▶ **Exercise description**: Could you print every record below exactly as it appears?

--- Data for this task ---

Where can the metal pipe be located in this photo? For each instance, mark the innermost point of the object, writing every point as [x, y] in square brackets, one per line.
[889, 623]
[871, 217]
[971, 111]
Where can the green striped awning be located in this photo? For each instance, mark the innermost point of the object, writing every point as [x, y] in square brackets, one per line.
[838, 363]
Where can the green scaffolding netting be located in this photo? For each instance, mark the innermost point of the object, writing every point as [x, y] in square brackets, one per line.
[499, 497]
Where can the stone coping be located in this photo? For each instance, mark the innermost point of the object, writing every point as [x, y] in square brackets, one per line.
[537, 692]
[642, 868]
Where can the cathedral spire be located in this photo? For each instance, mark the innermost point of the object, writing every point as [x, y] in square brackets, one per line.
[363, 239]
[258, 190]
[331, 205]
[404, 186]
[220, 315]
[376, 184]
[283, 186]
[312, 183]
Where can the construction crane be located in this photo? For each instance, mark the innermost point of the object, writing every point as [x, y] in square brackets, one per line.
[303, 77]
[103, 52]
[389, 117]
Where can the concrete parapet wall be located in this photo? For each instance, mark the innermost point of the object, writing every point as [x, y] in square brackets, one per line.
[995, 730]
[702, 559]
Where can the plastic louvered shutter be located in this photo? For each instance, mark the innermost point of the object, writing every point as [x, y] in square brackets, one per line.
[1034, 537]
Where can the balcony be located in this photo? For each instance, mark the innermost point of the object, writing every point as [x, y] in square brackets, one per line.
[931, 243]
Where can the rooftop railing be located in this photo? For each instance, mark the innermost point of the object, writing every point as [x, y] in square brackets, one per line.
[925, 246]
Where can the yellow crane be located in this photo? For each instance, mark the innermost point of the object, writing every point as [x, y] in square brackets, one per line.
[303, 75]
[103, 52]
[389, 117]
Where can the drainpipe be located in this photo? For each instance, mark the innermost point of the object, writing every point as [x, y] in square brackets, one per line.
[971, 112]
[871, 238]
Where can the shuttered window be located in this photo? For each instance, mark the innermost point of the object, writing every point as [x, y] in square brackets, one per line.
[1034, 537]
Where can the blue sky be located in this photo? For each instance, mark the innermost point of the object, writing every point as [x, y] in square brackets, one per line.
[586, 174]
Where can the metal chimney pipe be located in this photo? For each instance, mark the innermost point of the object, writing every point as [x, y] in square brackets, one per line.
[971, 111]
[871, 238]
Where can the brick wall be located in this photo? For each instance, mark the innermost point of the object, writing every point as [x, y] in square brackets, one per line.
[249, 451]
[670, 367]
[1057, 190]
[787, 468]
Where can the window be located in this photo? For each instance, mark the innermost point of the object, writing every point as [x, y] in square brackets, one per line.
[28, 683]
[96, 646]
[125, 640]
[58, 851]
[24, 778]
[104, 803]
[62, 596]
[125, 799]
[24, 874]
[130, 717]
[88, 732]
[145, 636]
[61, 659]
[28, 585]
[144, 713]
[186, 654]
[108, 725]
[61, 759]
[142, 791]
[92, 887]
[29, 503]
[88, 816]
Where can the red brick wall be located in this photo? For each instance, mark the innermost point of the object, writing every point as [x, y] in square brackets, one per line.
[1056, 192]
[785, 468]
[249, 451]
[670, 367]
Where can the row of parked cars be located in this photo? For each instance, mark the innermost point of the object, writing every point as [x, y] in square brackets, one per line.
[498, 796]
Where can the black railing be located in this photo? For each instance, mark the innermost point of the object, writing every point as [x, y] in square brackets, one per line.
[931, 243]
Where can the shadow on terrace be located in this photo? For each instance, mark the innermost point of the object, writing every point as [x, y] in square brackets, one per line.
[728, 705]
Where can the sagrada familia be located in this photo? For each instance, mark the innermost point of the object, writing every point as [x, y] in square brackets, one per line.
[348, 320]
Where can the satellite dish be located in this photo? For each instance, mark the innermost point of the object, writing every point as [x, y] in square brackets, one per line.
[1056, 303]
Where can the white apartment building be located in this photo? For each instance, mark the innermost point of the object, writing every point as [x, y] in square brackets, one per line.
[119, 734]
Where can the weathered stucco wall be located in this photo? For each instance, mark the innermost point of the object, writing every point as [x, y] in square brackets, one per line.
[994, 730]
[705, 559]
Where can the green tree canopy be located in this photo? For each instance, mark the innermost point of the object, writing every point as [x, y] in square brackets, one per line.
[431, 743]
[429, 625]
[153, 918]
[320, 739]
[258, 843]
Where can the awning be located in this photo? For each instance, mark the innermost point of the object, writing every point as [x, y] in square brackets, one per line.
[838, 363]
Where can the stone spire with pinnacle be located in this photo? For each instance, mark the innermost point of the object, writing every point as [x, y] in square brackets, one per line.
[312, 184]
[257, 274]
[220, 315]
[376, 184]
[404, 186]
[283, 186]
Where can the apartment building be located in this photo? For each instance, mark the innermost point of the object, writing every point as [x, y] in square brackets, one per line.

---

▶ **Written answer**:
Where can the metal pipe be located in this photo? For each instance, mark the innermost point of the object, writing every point as [x, y] in square brackets, one per line.
[889, 623]
[871, 217]
[971, 111]
Where can the green striped awning be located in this photo? For each instance, mark the innermost point of the object, writing every point as [x, y] in square brackets, one per line.
[838, 363]
Where can the green scaffolding netting be located in this photo? For each instance, mark the innermost point of the object, writing every point as [x, y] in square brackets, one per line.
[499, 497]
Where can the stone coping be located in this photo? For each instance, mark the innermost point of the object, writing every point as [x, y] in square brackets, one per line.
[537, 692]
[642, 868]
Where can the cathedral spire be located in this photo? For each instance, mark the innermost point of the object, writing every point as [x, y] in square brackets, one per line.
[363, 239]
[258, 190]
[331, 205]
[404, 186]
[220, 315]
[376, 184]
[283, 186]
[312, 183]
Where can the construction crane be located in this photo? For each instance, mark the innermost point of the object, writing every point as [x, y] in square brackets, one per line.
[303, 77]
[103, 52]
[389, 117]
Where can the concrete parapet wall be located in this photo? For each instance, mark the innermost point of the object, writing every point as [x, y] in square brackets, one per line.
[995, 730]
[702, 559]
Where can the plastic louvered shutter be located in this photo? For each instance, mark the innermost point of the object, writing every point as [x, y] in square brackets, one per line.
[1034, 537]
Where can the balcony be located in this photo? For each instance, mark the innermost point of the object, writing every point as [x, y] in square brackets, one per line.
[931, 243]
Where can the rooftop railing be located in this photo? For each instance, mark the innermost point of the object, writing every point as [x, y] in square brackets, one per line.
[925, 246]
Where can the yellow crane be located in this photo? For each instance, mark the innermost point of the object, writing every point as [x, y] in square brackets, one per line.
[303, 75]
[103, 52]
[389, 117]
Where can the drainpipe be located in this photo? For each instance, mark the innermost point of the object, writing every point as [x, y] in square brackets, one per line.
[971, 112]
[871, 238]
Where can the shuttered window be located in this photo? For each instance, mark the innermost point of the object, writing every point as [x, y] in square brackets, one per line.
[1034, 537]
Where can the blue sky be located in this photo? For each instance, mark the innermost point of the object, writing every point as [x, y] in square brackets, one per line.
[586, 174]
Where can the metal chimney pipe be located in this photo? For each instance, mark the innermost point of the object, writing every point as [x, y] in square brackets, one per line.
[971, 111]
[871, 238]
Where can the brick wall be located in this photo? For each instance, mark the innermost point of the object, writing every point as [x, y] in square brackets, one per line.
[249, 451]
[670, 367]
[1057, 190]
[787, 468]
Where can the window be located in this photo? For each instance, mark the innermost point of the object, writing every point as [x, y] in square brackets, one per line.
[28, 683]
[96, 646]
[125, 640]
[58, 851]
[24, 778]
[104, 803]
[62, 596]
[125, 799]
[24, 874]
[130, 717]
[88, 732]
[145, 636]
[61, 659]
[28, 585]
[144, 713]
[186, 654]
[108, 725]
[61, 759]
[142, 791]
[92, 887]
[29, 503]
[88, 816]
Where can the red brick wall be located in this photo? For each instance, mark the innermost point of the object, writing every point as [x, y] in square brackets, one per line.
[1056, 192]
[785, 468]
[249, 451]
[670, 367]
Where can the row of parked cars be located in this photo? For each instance, mark the innermost point of the object, writing every point as [x, y] in square brackets, one per line.
[498, 796]
Where can the black railing be located in this photo? For each instance, mark the innermost point of the object, writing every point as [x, y] in square brackets, one per line.
[931, 243]
Where can the shadow on terrace be located in this photo? For each instance, mark the innermost point of the object, writing every point as [x, y] in square brackets, one per line.
[728, 705]
Where can the sagrada familia be located in this photo? For each instance, mark the innermost point of the object, writing every point as [x, y] in square brackets, one per line.
[348, 320]
Where can the satellite dish be located in this photo? For each instance, mark the innermost point of the object, writing every point as [x, y] in square brackets, one per line.
[1056, 303]
Where can the white apartment building be located in this photo? For each instance, mark the innermost point of the object, writing every point as [x, y] in square brackets, one per line.
[119, 734]
Where can the weathered stucco wall be located in this photo? For each instance, mark the innermost point of the object, writing every point as [x, y] in square brackets, one per line.
[994, 730]
[705, 559]
Where can the green tree canopy be located in this photo? For each instance, mark the innermost point of the object, writing every point as [x, y] in square brackets, one per line.
[431, 743]
[429, 625]
[153, 918]
[320, 739]
[258, 843]
Where can the awning be located in this photo? For each instance, mark the innermost point of the object, writing every point as [x, y] in square brackets, one per line.
[838, 363]
Where can the stone spire with pinnacle be located in this photo? For each instance, mark the innermost point of the object, writing every point as [x, y] in square brackets, one per line.
[312, 184]
[257, 274]
[220, 315]
[376, 184]
[404, 186]
[283, 186]
Where can the apartment building be located in this photo? For each instance, mark the innermost point of the object, writing every point as [x, y] in square brackets, one per line.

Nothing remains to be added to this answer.